At week 4, HCV RNA levels were tested in all patients. Patients with an RVR, defined as undetectable HCV RNA by PCR assay (COBAS AMPLICOR HCV Test, v2.0, limit of detection 50 IU/mL), were assigned to a shortened duration (24 weeks) of therapy (Group D).
Patients without an RVR continued to receive therapy, and HCV RNA level was retested at week 12.
Patients with an EVR, defined as unquantifiable HCV RNA (COBAS AMPLICOR HCV MONITOR Test, v2.0, limit of quantitation 600 IU/mL) or >2-log10 drop in HCV RNA at week 12, were randomized to 48 weeks (Group A) or 72 weeks (Group B) of therapy.
- the HCV RNA level of patients with an EVR was retrospectively assessed using
COBAS AMPLICOR HCV Test, v2.0, limit of detection 50 IU/mL.
All remaining patients (without an RVR and without an EVR) were assigned to Group C and treated for 72 weeks.
At week 24, therapy was terminated if HCV RNA remained detectable (HCV RNA >50 IU/mL) in Groups A to C.
Assessments and end-points
The primary efficacy end-point in this study was SVR, defined as undetectable HCV RNA at 24 weeks after the end of treatment.
End-of-treatment response rates, defined as undetectable HCV RNA at the end of the treatment period, for arms A and B of the study were also assessed.
SVR rates were calculated for the per-protocol and the intent-to-treat (ITT) patient populations.
- the per-protocol population analysis is appropriate in studies comparing treatment durations as this analysis will avoid potential bias in favor of the shorter duration of treatment, which may be introduced by premature withdrawal of patients from the 72-week treatment arm.
On-treatment virologic assessments at weeks 4, 12 and 24 were also conducted as described in the study design.
The study was designed to achieve a statistical power of 80% with a 2-sided significance level of 5% based on the two randomized treatment arms (Groups A and B).

_Exercise set_:
1. List every treatment group named in the hepatitis C study passage, along with the length of therapy it states for each.
2. Quote the hepatitis C study passage word for word, from "At week 4, HCV" down to "for 72 weeks.".

_Supplied material_:
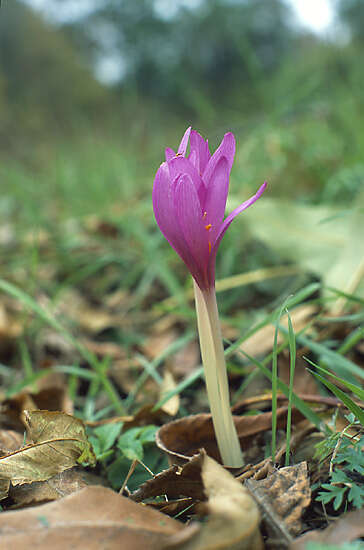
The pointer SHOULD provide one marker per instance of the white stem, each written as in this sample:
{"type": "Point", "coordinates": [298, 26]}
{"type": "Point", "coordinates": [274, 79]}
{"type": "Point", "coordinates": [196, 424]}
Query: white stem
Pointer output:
{"type": "Point", "coordinates": [217, 385]}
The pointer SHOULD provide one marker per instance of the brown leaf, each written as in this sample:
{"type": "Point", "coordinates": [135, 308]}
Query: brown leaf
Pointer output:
{"type": "Point", "coordinates": [95, 518]}
{"type": "Point", "coordinates": [233, 522]}
{"type": "Point", "coordinates": [59, 442]}
{"type": "Point", "coordinates": [54, 488]}
{"type": "Point", "coordinates": [10, 441]}
{"type": "Point", "coordinates": [52, 396]}
{"type": "Point", "coordinates": [347, 529]}
{"type": "Point", "coordinates": [174, 482]}
{"type": "Point", "coordinates": [282, 497]}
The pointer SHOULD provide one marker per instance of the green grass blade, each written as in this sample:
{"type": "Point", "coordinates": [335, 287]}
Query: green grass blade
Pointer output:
{"type": "Point", "coordinates": [352, 387]}
{"type": "Point", "coordinates": [292, 366]}
{"type": "Point", "coordinates": [353, 407]}
{"type": "Point", "coordinates": [297, 402]}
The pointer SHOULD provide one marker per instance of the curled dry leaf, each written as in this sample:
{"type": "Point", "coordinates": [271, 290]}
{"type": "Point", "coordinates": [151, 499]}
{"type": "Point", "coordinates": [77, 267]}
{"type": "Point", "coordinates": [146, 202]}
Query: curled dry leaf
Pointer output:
{"type": "Point", "coordinates": [282, 496]}
{"type": "Point", "coordinates": [233, 522]}
{"type": "Point", "coordinates": [175, 482]}
{"type": "Point", "coordinates": [94, 518]}
{"type": "Point", "coordinates": [183, 438]}
{"type": "Point", "coordinates": [54, 488]}
{"type": "Point", "coordinates": [59, 442]}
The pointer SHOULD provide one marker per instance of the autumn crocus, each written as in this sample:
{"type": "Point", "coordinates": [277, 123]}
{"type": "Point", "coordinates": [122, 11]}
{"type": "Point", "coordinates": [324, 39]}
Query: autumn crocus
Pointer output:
{"type": "Point", "coordinates": [189, 199]}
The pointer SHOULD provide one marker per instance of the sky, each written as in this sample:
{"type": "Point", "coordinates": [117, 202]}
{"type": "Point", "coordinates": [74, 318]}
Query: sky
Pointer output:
{"type": "Point", "coordinates": [314, 14]}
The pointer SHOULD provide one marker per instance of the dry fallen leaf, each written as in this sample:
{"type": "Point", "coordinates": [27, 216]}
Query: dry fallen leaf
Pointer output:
{"type": "Point", "coordinates": [282, 497]}
{"type": "Point", "coordinates": [54, 488]}
{"type": "Point", "coordinates": [233, 522]}
{"type": "Point", "coordinates": [183, 438]}
{"type": "Point", "coordinates": [59, 442]}
{"type": "Point", "coordinates": [175, 482]}
{"type": "Point", "coordinates": [95, 518]}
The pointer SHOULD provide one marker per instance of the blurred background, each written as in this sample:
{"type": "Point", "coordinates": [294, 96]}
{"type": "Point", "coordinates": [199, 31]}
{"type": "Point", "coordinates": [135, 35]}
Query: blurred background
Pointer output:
{"type": "Point", "coordinates": [92, 91]}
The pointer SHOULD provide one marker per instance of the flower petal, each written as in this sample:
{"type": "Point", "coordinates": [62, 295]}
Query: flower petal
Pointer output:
{"type": "Point", "coordinates": [225, 149]}
{"type": "Point", "coordinates": [164, 211]}
{"type": "Point", "coordinates": [216, 196]}
{"type": "Point", "coordinates": [200, 148]}
{"type": "Point", "coordinates": [169, 154]}
{"type": "Point", "coordinates": [180, 165]}
{"type": "Point", "coordinates": [189, 215]}
{"type": "Point", "coordinates": [184, 142]}
{"type": "Point", "coordinates": [233, 215]}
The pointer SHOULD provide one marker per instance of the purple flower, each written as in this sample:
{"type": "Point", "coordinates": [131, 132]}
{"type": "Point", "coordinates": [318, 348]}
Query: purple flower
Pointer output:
{"type": "Point", "coordinates": [189, 199]}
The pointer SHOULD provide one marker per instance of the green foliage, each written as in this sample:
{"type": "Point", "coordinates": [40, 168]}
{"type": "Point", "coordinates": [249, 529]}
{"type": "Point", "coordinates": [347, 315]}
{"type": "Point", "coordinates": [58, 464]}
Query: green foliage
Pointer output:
{"type": "Point", "coordinates": [132, 441]}
{"type": "Point", "coordinates": [347, 546]}
{"type": "Point", "coordinates": [346, 470]}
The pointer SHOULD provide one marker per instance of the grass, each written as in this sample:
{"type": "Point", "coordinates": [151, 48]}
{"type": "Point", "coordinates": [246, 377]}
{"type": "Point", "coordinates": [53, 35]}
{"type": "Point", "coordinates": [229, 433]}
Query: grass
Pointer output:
{"type": "Point", "coordinates": [83, 224]}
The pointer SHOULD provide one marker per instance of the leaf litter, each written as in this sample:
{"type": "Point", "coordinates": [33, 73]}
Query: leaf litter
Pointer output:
{"type": "Point", "coordinates": [277, 502]}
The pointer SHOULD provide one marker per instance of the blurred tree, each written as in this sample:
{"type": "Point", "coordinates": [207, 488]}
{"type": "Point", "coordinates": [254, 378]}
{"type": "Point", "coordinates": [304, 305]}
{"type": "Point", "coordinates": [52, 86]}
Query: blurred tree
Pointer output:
{"type": "Point", "coordinates": [43, 83]}
{"type": "Point", "coordinates": [183, 55]}
{"type": "Point", "coordinates": [351, 13]}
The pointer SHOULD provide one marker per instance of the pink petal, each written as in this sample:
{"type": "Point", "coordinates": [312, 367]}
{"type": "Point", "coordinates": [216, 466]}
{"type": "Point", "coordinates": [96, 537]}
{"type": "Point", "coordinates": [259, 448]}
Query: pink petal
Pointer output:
{"type": "Point", "coordinates": [216, 196]}
{"type": "Point", "coordinates": [189, 215]}
{"type": "Point", "coordinates": [180, 165]}
{"type": "Point", "coordinates": [169, 154]}
{"type": "Point", "coordinates": [184, 142]}
{"type": "Point", "coordinates": [201, 150]}
{"type": "Point", "coordinates": [233, 215]}
{"type": "Point", "coordinates": [225, 149]}
{"type": "Point", "coordinates": [164, 211]}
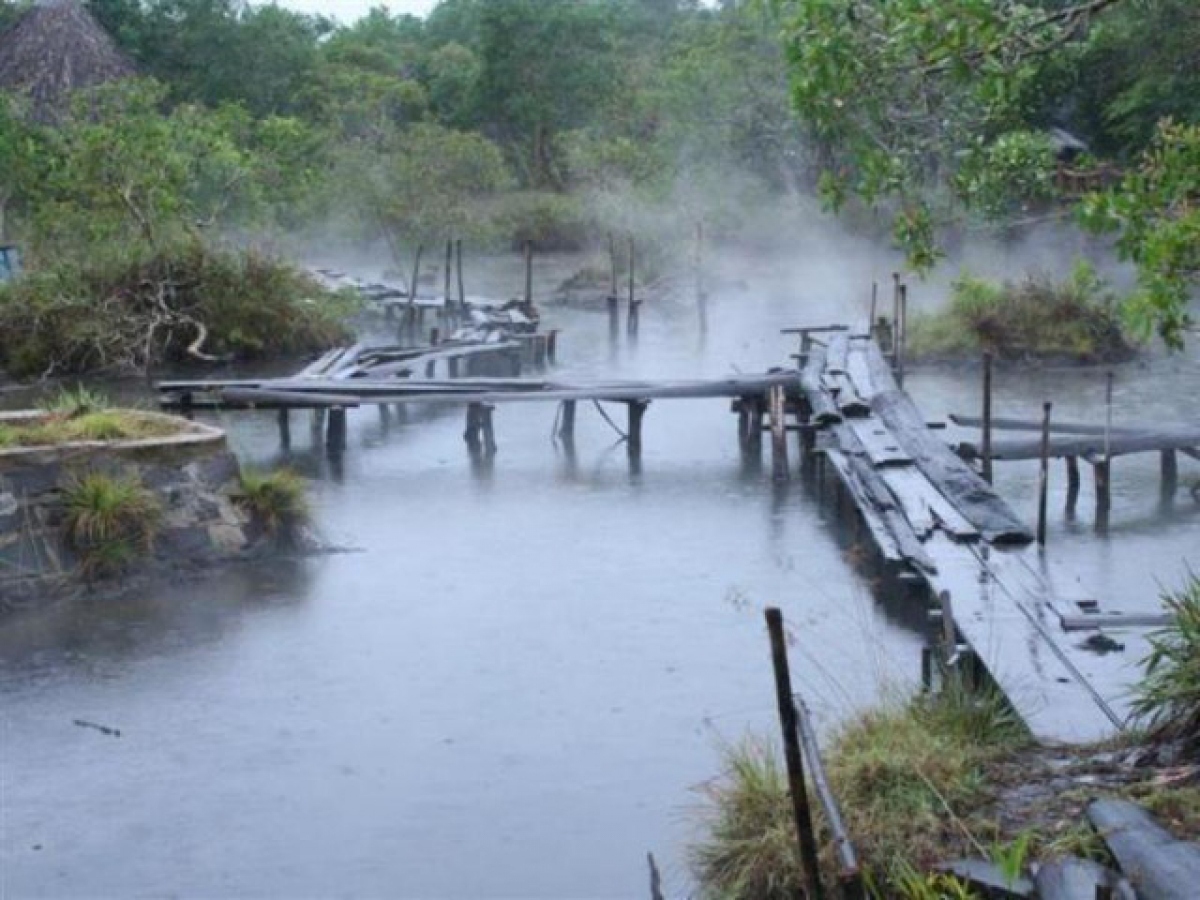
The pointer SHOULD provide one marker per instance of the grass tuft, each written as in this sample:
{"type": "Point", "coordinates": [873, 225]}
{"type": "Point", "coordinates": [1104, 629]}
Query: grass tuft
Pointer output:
{"type": "Point", "coordinates": [109, 521]}
{"type": "Point", "coordinates": [276, 502]}
{"type": "Point", "coordinates": [1168, 697]}
{"type": "Point", "coordinates": [1038, 317]}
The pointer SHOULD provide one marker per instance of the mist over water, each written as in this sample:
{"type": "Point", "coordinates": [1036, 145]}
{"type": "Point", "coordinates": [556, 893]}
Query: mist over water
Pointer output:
{"type": "Point", "coordinates": [514, 681]}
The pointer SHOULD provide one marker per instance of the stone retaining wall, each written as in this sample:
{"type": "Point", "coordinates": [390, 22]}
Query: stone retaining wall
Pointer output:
{"type": "Point", "coordinates": [192, 473]}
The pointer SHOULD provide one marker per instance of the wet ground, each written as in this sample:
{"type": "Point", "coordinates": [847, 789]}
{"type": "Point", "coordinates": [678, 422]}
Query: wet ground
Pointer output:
{"type": "Point", "coordinates": [511, 682]}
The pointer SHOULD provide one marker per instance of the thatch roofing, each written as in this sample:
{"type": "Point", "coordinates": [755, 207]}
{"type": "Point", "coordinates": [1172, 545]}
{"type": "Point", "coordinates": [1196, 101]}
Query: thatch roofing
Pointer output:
{"type": "Point", "coordinates": [54, 49]}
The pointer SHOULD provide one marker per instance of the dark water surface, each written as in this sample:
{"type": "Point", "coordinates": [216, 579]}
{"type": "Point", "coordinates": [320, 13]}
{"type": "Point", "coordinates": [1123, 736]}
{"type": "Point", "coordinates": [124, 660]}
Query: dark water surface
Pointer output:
{"type": "Point", "coordinates": [515, 679]}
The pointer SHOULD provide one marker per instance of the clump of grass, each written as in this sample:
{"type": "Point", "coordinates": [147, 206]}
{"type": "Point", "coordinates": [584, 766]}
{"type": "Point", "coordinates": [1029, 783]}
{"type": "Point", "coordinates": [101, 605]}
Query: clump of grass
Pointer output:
{"type": "Point", "coordinates": [906, 777]}
{"type": "Point", "coordinates": [1168, 697]}
{"type": "Point", "coordinates": [109, 521]}
{"type": "Point", "coordinates": [276, 502]}
{"type": "Point", "coordinates": [73, 402]}
{"type": "Point", "coordinates": [750, 846]}
{"type": "Point", "coordinates": [66, 427]}
{"type": "Point", "coordinates": [1037, 317]}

_Answers for the exercise_:
1.
- Group A: 48 weeks
- Group B: 72 weeks
- Group C: 72 weeks
- Group D: 24 weeks

2.
At week 4, HCV RNA levels were tested in all patients. Patients with an RVR, defined as undetectable HCV RNA by PCR assay (COBAS AMPLICOR HCV Test, v2.0, limit of detection 50 IU/mL), were assigned to a shortened duration (24 weeks) of therapy (Group D).
Patients without an RVR continued to receive therapy, and HCV RNA level was retested at week 12.
Patients with an EVR, defined as unquantifiable HCV RNA (COBAS AMPLICOR HCV MONITOR Test, v2.0, limit of quantitation 600 IU/mL) or >2-log10 drop in HCV RNA at week 12, were randomized to 48 weeks (Group A) or 72 weeks (Group B) of therapy.
- the HCV RNA level of patients with an EVR was retrospectively assessed using
COBAS AMPLICOR HCV Test, v2.0, limit of detection 50 IU/mL.
All remaining patients (without an RVR and without an EVR) were assigned to Group C and treated for 72 weeks.